FRAGMENTO PARA LEER
Instituciones y desarrollo
El tema central que plantea Gabriel Loza en su artículo, siguiendo a Robinson, Acemoglu y Johnson, sobre la influencia de las instituciones en el desarrollo, es sin duda relevante y merece mayores reflexiones, pero es necesario asentarlas en una comprensión adecuada de las instituciones y la manera en que ellas perviven e influyen en los comportamientos. No podemos caer en la conclusión simple de recordar las caricaturas que se han hecho de ellas y usarlas como explicación de una realidad actual.
La pobreza en Hispanoamérica no se debe a que hubiéramos sido conquistados y colonizados por una potencia atrasada que envió ejércitos de hombres ignorantes, sucios y violentos. España no hubiera podido realizar ese enorme emprendimiento si en ese momento no hubiera tenido los recursos científicos, tecnológicos, económicos y políticos más avanzados para hacerlo. También es indudable que se encontró en América con civilizaciones complejas pero con capacidades tecnológicas muy débiles. No conocían el hierro ni la rueda y carecían de escritura. Sobre la base de ese encuentro y una explícita intención de adaptar instituciones respetando culturas y comunidades es que se levantó el imperio español del que formamos parte por 300 años, con testimonios de riqueza que todavía podemos admirar en todas nuestras ciudades, muchas de las cuales eran más ricas que sus correspondientes europeas.

LISTADO DE DATOS
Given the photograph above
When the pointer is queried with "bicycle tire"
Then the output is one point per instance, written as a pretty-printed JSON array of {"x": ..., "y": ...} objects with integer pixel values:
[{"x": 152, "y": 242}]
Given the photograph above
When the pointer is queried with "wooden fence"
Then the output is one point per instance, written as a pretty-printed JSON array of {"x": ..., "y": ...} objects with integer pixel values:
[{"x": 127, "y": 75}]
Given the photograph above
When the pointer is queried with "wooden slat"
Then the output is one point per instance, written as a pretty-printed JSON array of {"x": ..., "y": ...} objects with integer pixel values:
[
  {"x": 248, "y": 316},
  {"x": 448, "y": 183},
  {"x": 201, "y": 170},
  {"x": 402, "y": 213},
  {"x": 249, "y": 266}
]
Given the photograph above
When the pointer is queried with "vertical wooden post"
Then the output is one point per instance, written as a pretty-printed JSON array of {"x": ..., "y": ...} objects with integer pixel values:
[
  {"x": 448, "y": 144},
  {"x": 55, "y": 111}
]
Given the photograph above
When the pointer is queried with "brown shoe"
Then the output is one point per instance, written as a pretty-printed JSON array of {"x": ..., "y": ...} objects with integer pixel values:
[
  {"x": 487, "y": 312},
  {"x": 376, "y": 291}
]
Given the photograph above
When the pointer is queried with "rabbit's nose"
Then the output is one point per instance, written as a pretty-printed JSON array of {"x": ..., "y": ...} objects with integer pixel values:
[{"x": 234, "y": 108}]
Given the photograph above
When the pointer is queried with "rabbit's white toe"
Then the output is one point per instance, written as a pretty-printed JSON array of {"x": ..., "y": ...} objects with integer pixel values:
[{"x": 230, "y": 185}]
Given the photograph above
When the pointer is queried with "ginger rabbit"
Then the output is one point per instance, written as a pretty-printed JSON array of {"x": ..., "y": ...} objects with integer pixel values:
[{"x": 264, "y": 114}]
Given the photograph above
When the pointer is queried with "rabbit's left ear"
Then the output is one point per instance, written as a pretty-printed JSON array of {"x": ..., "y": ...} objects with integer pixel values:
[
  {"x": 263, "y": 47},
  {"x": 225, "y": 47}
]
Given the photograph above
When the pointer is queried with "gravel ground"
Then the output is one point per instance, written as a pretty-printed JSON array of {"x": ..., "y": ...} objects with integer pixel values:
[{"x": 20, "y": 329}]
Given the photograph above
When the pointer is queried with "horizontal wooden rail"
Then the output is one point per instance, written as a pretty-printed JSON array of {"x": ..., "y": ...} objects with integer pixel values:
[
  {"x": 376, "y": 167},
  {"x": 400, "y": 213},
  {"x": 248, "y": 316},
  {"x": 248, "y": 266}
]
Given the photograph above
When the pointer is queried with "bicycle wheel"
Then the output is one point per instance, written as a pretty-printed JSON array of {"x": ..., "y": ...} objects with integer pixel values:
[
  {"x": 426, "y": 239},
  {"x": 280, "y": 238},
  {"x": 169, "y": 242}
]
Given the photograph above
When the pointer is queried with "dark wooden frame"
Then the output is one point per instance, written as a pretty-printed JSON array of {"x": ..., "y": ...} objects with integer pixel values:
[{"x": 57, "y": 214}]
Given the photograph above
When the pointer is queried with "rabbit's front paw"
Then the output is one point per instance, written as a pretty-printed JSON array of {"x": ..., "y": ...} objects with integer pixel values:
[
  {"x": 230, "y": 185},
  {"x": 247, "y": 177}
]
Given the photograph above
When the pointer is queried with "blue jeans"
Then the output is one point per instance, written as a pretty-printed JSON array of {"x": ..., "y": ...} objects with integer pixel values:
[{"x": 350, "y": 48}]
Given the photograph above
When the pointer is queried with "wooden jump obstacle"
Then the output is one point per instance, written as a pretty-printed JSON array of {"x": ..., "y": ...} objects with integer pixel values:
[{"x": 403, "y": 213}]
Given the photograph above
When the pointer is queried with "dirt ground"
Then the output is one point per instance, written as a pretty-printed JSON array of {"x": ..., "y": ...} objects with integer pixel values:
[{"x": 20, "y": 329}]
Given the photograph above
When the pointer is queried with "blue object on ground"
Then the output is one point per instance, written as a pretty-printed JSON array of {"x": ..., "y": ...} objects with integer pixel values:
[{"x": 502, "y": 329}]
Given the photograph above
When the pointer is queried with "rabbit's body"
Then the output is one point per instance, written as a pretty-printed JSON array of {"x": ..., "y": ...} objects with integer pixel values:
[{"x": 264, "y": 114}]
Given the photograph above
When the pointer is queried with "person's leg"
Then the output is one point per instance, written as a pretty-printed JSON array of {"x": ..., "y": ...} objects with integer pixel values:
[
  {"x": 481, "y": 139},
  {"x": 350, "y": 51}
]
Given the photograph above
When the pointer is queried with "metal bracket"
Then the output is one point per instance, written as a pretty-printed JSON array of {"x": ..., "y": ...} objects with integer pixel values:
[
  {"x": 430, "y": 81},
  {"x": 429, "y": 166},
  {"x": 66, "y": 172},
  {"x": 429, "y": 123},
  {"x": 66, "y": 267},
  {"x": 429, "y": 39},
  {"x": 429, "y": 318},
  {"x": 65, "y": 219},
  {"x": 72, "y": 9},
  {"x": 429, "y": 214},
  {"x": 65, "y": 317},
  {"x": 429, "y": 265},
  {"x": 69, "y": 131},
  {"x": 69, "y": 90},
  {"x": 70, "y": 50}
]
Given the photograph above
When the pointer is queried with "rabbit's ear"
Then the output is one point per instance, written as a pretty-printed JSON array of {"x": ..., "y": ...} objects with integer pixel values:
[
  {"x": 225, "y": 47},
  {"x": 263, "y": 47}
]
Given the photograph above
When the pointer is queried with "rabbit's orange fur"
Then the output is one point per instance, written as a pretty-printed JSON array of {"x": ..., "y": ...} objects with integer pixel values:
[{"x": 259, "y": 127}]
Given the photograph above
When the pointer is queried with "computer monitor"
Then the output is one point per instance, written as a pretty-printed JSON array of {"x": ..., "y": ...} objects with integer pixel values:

TAREA ASIGNADA
Según el fragmento sobre instituciones y desarrollo, ¿qué cosas no conocían las civilizaciones que España encontró en América?

RESULTADO DEL EJERCICIO
No conocían el hierro ni la rueda, y carecían de escritura.